Figure 11. Synaptic and neuronal functionalities and their realizations in AFM/FM heterostructures. (a) Scheme of the device structure. Left inset: 5 µm artificial synapse with analog output. Right inset: 100 nm artificial neuron with binary output. (b) Weight update function of the artificial synapse, composed of a 5 µm analog device, produced by pairs of rectangular pulses with delays Δτ from −5 to 5 µs. (b) Dependence of switching probability $P_{sw}$ on the frequency $f_{in}$ of incoming trains of ${10}^4$ pulses for an artificial neuron, composed of a 100 nm binary device. (c) Dependence of $P_{sw}$ on $n_{pulses}$ for an artificial neuro with $f_{in}$ fixed at 8 MHz. Copyright 2019, Wiley [98].

5.3. Spin Hall nano-oscillators for neuromorphic applications

The integration of artificial neurons into large-scale ANN represents a great engineering challenge. For complex tasks, the ANN must consist of several layers of interacting artificial neurons to achieve accurate predictions. STT-nano-oscillator (STNO) [100] was proposed to address this issue; Later, Zahedinejad et al. [101] using a similar idea but a simplified process demonstrated a spin Hall nano-oscillators (SHNO) to address the same issue STNO encountered. Based on the architecture of SOT devices, SHNO in the form of a three-terminal structure utilizes pure spin current from the HM layer to excite the adjacent magnetization and then achieve steady-state precession, which emits a microwave with a specific frequency. The fabrication of nano-constrictions in the magnetic layer can be used as individual artificial neurons [102], which are capable of mutual synchronization with their neighbouring neurons by magnetic exchange and dipolar interactions. Large-scale implementation of SHNO has been demonstrated in 2D arrays and the individual frequency tuning is achieved by modifications of the dimensions of nano-constrictions [101]. SHNO can perform tasks such as voice recognition by mapping synchronization ranges for each vowel, with low operation power and large mutual synchronization. However, the frequencies are set when the devices are fabricated; therefore, this approach did not allow frequency adjustment for weights to train the ANN for neuromorphic applications due to the lack of plasticity.

--------------------------------

◆ Problem description ◆
According to the passage on spin Hall nano-oscillators, why couldn't this approach adjust frequencies for weights to train the network? Answer in one to three sentences.

--------------------------------

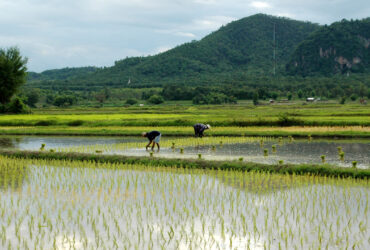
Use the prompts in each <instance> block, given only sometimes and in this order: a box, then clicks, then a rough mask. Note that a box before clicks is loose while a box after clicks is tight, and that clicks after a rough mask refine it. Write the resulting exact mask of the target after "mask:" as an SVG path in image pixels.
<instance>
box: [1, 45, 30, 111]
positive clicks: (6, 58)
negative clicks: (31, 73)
mask: <svg viewBox="0 0 370 250" xmlns="http://www.w3.org/2000/svg"><path fill="white" fill-rule="evenodd" d="M26 64H27V58H24V57H22V56H21V54H20V52H19V49H18V48H16V47H11V48H9V49H7V50H5V49H0V103H1V104H6V103H8V102H9V101H10V99H11V98H12V96H13V95H14V94H15V93H16V92H17V90H18V89H19V87H20V86H21V85H22V84H24V83H25V82H26V75H27V73H26V71H27V67H26Z"/></svg>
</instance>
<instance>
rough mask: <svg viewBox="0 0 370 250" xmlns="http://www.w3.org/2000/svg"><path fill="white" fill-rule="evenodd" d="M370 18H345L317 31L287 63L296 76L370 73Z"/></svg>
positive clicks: (302, 45) (288, 71)
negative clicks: (357, 73) (354, 18)
mask: <svg viewBox="0 0 370 250" xmlns="http://www.w3.org/2000/svg"><path fill="white" fill-rule="evenodd" d="M369 37H370V18H366V19H363V20H351V21H347V20H342V21H341V22H336V23H333V24H331V25H330V26H324V27H322V28H321V29H319V30H317V31H316V32H313V33H312V34H311V35H310V36H309V37H308V38H307V39H306V40H305V41H304V42H302V43H301V44H300V45H299V46H298V48H297V50H296V51H295V52H294V54H293V56H292V59H291V60H290V62H289V64H288V65H287V71H288V73H289V74H292V75H297V74H298V75H303V76H307V75H315V74H316V75H318V74H320V75H334V74H338V73H339V74H346V73H364V72H368V73H369V72H370V70H369V69H370V52H369V48H368V47H369V40H368V39H369Z"/></svg>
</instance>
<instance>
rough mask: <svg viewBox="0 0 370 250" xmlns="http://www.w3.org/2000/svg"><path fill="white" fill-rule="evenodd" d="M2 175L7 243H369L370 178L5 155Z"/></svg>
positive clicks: (1, 170)
mask: <svg viewBox="0 0 370 250" xmlns="http://www.w3.org/2000/svg"><path fill="white" fill-rule="evenodd" d="M97 157H103V156H97ZM153 161H154V160H153V159H150V160H148V162H153ZM201 162H203V161H201ZM282 164H283V162H281V165H282ZM22 169H23V170H22ZM22 171H23V176H21V177H20V176H19V174H21V173H22ZM0 177H1V180H0V183H7V184H6V185H2V186H1V187H0V216H1V220H0V248H2V249H6V248H12V249H13V248H15V249H17V248H36V249H42V248H43V249H51V248H57V249H64V248H68V249H69V248H84V249H96V248H99V249H112V248H119V249H125V248H126V249H131V248H136V249H176V248H185V249H190V248H192V249H197V248H202V249H235V248H237V249H256V248H263V247H264V246H265V247H266V248H271V249H278V248H279V247H280V248H282V249H320V248H325V247H328V248H329V249H337V248H346V247H348V248H357V249H368V248H369V246H370V244H369V242H368V235H369V233H370V228H369V227H368V224H367V221H368V218H369V208H368V207H369V206H368V204H369V198H370V187H369V183H368V180H360V179H354V178H348V177H340V178H333V177H320V176H317V175H316V174H314V173H311V174H306V175H288V174H273V173H270V172H261V171H250V172H241V171H223V170H211V169H207V170H203V169H196V168H179V167H177V166H173V167H169V166H166V167H165V166H164V165H161V164H158V165H156V166H149V165H148V164H138V163H135V164H128V163H120V162H99V161H98V162H96V161H93V160H90V159H87V160H84V161H77V160H76V161H70V160H68V159H65V160H53V159H23V158H9V157H5V156H0ZM4 180H5V181H4ZM14 182H18V184H17V185H14V184H12V183H14ZM5 186H6V188H4V187H5Z"/></svg>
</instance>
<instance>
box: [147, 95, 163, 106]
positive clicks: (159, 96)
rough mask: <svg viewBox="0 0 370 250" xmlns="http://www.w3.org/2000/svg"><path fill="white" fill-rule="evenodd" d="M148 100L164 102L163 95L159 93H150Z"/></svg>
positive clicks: (155, 101)
mask: <svg viewBox="0 0 370 250" xmlns="http://www.w3.org/2000/svg"><path fill="white" fill-rule="evenodd" d="M148 102H149V103H151V104H161V103H163V102H164V100H163V97H162V96H159V95H152V96H151V97H150V98H149V99H148Z"/></svg>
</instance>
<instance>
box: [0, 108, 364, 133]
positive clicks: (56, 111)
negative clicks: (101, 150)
mask: <svg viewBox="0 0 370 250" xmlns="http://www.w3.org/2000/svg"><path fill="white" fill-rule="evenodd" d="M33 112H34V114H31V115H0V126H57V125H58V126H61V125H64V126H87V127H94V126H191V125H193V124H194V123H196V122H203V123H210V124H211V125H214V126H241V127H245V126H290V125H302V126H303V125H304V126H355V125H356V126H358V125H360V126H370V109H369V108H368V107H367V106H364V105H355V104H351V105H339V104H326V105H323V104H309V105H298V104H294V105H265V106H257V107H255V106H253V105H210V106H187V105H164V106H144V107H127V108H124V107H122V108H103V109H92V108H76V109H64V110H59V109H47V110H43V109H41V110H34V111H33ZM282 114H285V118H286V119H285V120H282Z"/></svg>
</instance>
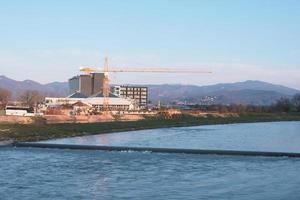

--------------------------------

◆ Written response ◆
The frequencies of the oscillators are set when the devices are fabricated. Because of this lack of plasticity, they can't be adjusted for the weights needed to train the ANN for neuromorphic applications.